Diospyros Whyteana by Rudi Adam

by Rudi Adam

The small tree with the many names, amongst others - black bark, swartbos African bladder nut, Cape blackwood, Hottentots' cherry, wild coffee, bostolbos, braaibessie, etc. Native names abound - Umkhaza, Umtemutane, Intsomsimune, Umtimutane and Mwanda.

The black-bark is a widespread species, extending from Table Mountain in the south to Ethiopia in the North. In South Africa it grows in all the provinces from sea level to an altitude of 1800 metres in the Cape from the Cape Peninsula eastwards - in the eastern Orange Free State, in Natal and Zululand and in the Transvaal where it is fairly common. It also occurs in Swaziland. It grows in most of the mountain forests of the country and in shady kloofs, scrub and stream banks and often on mountain and hill slopes where it germinates in the crevices of almost solid rock. It most frequently grows in the deep shade of other trees.

Entries provided.

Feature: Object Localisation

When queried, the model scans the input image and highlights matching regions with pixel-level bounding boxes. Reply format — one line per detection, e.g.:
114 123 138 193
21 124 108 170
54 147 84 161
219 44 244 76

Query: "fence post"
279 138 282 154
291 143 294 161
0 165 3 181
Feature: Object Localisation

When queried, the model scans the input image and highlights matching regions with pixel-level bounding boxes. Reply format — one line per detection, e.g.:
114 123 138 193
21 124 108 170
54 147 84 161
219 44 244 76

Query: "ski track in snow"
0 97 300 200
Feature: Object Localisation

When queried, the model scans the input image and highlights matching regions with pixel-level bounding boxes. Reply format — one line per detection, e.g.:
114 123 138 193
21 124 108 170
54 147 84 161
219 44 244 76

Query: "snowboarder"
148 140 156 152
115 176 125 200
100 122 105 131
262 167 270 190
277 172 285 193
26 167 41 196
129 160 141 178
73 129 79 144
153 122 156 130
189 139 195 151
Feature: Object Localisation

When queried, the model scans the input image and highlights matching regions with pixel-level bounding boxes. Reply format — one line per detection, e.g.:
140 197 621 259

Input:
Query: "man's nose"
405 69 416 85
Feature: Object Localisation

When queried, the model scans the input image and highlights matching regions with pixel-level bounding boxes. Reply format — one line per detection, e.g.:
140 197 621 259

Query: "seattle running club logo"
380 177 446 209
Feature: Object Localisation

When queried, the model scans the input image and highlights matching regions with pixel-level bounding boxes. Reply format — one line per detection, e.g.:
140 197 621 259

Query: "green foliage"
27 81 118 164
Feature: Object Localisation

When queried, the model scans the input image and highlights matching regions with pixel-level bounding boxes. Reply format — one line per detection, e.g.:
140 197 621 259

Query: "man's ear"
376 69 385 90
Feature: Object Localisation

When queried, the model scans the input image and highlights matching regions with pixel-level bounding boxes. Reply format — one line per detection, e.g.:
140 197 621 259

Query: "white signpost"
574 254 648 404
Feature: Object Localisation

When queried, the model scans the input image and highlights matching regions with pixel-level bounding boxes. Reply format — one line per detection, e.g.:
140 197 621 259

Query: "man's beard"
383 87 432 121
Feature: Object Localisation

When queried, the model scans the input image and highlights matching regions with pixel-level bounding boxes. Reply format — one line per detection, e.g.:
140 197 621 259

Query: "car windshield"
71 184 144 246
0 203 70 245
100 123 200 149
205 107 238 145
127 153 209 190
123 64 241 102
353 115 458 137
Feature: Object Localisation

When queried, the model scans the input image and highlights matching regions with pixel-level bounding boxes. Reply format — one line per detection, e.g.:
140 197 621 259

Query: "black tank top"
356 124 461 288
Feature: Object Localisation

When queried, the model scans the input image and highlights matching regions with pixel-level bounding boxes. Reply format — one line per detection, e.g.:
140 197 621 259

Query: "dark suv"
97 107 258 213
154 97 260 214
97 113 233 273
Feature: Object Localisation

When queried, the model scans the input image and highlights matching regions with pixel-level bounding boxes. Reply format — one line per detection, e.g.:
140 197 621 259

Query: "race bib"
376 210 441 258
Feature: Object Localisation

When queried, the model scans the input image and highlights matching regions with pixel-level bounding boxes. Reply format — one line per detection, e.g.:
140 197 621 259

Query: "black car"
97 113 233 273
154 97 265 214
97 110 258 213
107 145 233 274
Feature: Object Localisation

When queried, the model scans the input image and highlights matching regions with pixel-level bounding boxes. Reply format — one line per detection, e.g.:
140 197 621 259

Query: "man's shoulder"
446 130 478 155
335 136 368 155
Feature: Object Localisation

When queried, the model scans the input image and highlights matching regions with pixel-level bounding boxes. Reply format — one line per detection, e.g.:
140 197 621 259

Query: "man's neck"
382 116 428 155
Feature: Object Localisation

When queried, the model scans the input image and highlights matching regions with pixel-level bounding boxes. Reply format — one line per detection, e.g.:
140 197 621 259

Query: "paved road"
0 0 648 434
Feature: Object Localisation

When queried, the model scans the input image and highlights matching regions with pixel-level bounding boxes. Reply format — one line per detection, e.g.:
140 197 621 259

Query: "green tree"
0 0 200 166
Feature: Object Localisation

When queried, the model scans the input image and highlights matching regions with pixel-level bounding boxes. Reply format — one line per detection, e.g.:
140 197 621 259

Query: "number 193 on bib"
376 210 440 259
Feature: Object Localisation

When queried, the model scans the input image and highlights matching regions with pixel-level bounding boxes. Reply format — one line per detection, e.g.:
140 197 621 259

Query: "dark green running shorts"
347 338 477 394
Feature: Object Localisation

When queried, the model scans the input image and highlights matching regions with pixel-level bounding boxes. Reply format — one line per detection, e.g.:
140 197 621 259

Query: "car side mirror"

Objective.
Do the following statements agree with the text on Diospyros whyteana? For each one, answer yes or no and quote the exact words from the text that decide it.
(a) The species ranges from Table Mountain in the south to Ethiopia in the north.
(b) In South Africa it grows at altitudes of up to 2,500 metres.
(c) It most often grows in full sun.

Task solution.
(a) Yes: "extending from Table Mountain in the south to Ethiopia in the North"
(b) No: "from sea level to an altitude of 1800 metres"
(c) No: "It most frequently grows in the deep shade of other trees."